» **Work instructions**: From the post on tech companies and taxes below, please reproduce word for word the part that opens with the words containing "Some source: https://www.youtube.com/watch?v=nzPoDCmYmwI" and closes with "avoid paying taxes.".

I suppose that the reason is because IT company can shift their profit to offshore companies.

Why can't normal companies do the same?

Why can't all restaurants set up corporation in Seychelles and pay "royalty" to their Seyschelles company?

What is so special about tech companies that allow them to avoid taxes.

Some source: https://www.youtube.com/watch?v=nzPoDCmYmwI he claims here that tech companies are hard to tax

I also know that Microsoft, google, and Apple pays very little taxes.

I also know that tech companies do not need infrastructure as much as non tech companies. However, that would make sense if government tax land, or gasoline for example. If government tax income, I do not see why normal companies have harder timer avoiding tax.

We also need to take into account tax evasion. While normal companies often deal with many other companies around, tech companies often deal globally with people around the world. However, I am not seeing that tech companies are evading tax illegally. It seems that they legally avoid paying taxes.

» **Data excerpt**:
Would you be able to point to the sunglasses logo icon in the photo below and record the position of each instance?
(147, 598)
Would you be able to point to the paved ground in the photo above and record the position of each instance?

» **Problem solution**:
Some source: https://www.youtube.com/watch?v=nzPoDCmYmwI he claims here that tech companies are hard to tax

I also know that Microsoft, google, and Apple pays very little taxes.

I also know that tech companies do not need infrastructure as much as non tech companies. However, that would make sense if government tax land, or gasoline for example. If government tax income, I do not see why normal companies have harder timer avoiding tax.

We also need to take into account tax evasion. While normal companies often deal with many other companies around, tech companies often deal globally with people around the world. However, I am not seeing that tech companies are evading tax illegally. It seems that they legally avoid paying taxes.